#### Testo di partenza
■ ■ ■ ■ ■ ■ ■
In un contesto così complicato, il principale elemento – insieme di stabilizzazione e di destabilizzazione – è rappresentato dalle spese per gli interessi: nel 2008 erano al 4,9% del Pil e, dopo il picco del 5,2% del 2012, sono tornate gradualmente a scendere, fino al 4,2% del 2015. Stare dentro all’euro garantisce una placenta difensiva. Lo si coglie osservando la dinamica degli ultimi anni della lira: per esempio, nel 1997 questa voce della finanza pubblica era pari al 9,2% del reddito nazionale, nel 1998 al 7,9%, nel 1999 al 6,4% e, nel 2000 e nel 2001, al 6,1 per cento. Allo stesso tempo, la placenta dell’euro ha una qualità differente a seconda del Paese. Perché, per noi, anche in anni di relativa tranquillità come quelli del primo euro, vale lo “svantaggio Italia”: secondo la Banca d’Italia, nel 2002 in Italia la spesa per interessi è al 5,5% del Pil, contro il 2,9% della Germania e della Francia e il 3% dell’area euro; nel 2008, primo anno della grande crisi, è al 4,9% del Pil, a fronte del 2,7% tedesco, del 2,8% francese e del 2,5% dell’area euro. Nel 2011, anno dello spread a 500 punti fra il Btp-Bund tedesco a 10 anni, l’Italia è al 4,7% e, nel 2012, anno in cui si dispiega nella sua pienezza l’attività del Governo Monti, è al 5,2%, a fronte del 2,3% della Germania e del 2,6% della Francia e dell’area euro.
■ ■ ■ ■ ■ ■ ■
#### Estratti dei dati
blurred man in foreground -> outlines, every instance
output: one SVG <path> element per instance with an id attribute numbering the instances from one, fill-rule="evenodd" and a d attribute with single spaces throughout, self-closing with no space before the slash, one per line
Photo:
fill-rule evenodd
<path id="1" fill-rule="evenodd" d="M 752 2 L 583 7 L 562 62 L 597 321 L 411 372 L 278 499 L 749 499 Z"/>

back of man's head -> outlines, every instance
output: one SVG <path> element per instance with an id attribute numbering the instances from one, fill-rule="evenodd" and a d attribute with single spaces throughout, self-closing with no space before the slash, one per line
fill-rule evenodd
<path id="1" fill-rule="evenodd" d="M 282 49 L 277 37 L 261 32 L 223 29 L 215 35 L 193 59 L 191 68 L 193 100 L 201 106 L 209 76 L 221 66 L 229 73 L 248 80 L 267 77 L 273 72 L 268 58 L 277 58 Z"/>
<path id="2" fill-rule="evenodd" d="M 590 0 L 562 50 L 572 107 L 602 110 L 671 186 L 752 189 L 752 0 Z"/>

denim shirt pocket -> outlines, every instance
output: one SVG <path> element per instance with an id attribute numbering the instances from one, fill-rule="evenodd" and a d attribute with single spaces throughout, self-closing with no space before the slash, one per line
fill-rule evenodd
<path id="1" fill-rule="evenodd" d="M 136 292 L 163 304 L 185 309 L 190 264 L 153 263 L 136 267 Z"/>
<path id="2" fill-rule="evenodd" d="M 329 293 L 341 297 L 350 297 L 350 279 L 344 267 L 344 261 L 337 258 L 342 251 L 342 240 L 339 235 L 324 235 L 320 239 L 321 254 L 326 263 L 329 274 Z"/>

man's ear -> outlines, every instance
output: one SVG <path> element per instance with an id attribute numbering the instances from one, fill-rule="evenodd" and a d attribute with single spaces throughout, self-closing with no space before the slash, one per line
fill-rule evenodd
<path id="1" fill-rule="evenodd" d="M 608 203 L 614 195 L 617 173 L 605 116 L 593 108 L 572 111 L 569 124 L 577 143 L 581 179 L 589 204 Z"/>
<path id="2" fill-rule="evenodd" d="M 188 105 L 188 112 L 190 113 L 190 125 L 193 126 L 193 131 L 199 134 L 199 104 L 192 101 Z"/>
■ ■ ■ ■ ■ ■ ■
#### Consegna
Ricopia parola per parola tutto il testo sulla spesa per interessi riportato sopra.

#### Soluzione
In un contesto così complicato, il principale elemento – insieme di stabilizzazione e di destabilizzazione – è rappresentato dalle spese per gli interessi: nel 2008 erano al 4,9% del Pil e, dopo il picco del 5,2% del 2012, sono tornate gradualmente a scendere, fino al 4,2% del 2015. Stare dentro all’euro garantisce una placenta difensiva. Lo si coglie osservando la dinamica degli ultimi anni della lira: per esempio, nel 1997 questa voce della finanza pubblica era pari al 9,2% del reddito nazionale, nel 1998 al 7,9%, nel 1999 al 6,4% e, nel 2000 e nel 2001, al 6,1 per cento. Allo stesso tempo, la placenta dell’euro ha una qualità differente a seconda del Paese. Perché, per noi, anche in anni di relativa tranquillità come quelli del primo euro, vale lo “svantaggio Italia”: secondo la Banca d’Italia, nel 2002 in Italia la spesa per interessi è al 5,5% del Pil, contro il 2,9% della Germania e della Francia e il 3% dell’area euro; nel 2008, primo anno della grande crisi, è al 4,9% del Pil, a fronte del 2,7% tedesco, del 2,8% francese e del 2,5% dell’area euro. Nel 2011, anno dello spread a 500 punti fra il Btp-Bund tedesco a 10 anni, l’Italia è al 4,7% e, nel 2012, anno in cui si dispiega nella sua pienezza l’attività del Governo Monti, è al 5,2%, a fronte del 2,3% della Germania e del 2,6% della Francia e dell’area euro.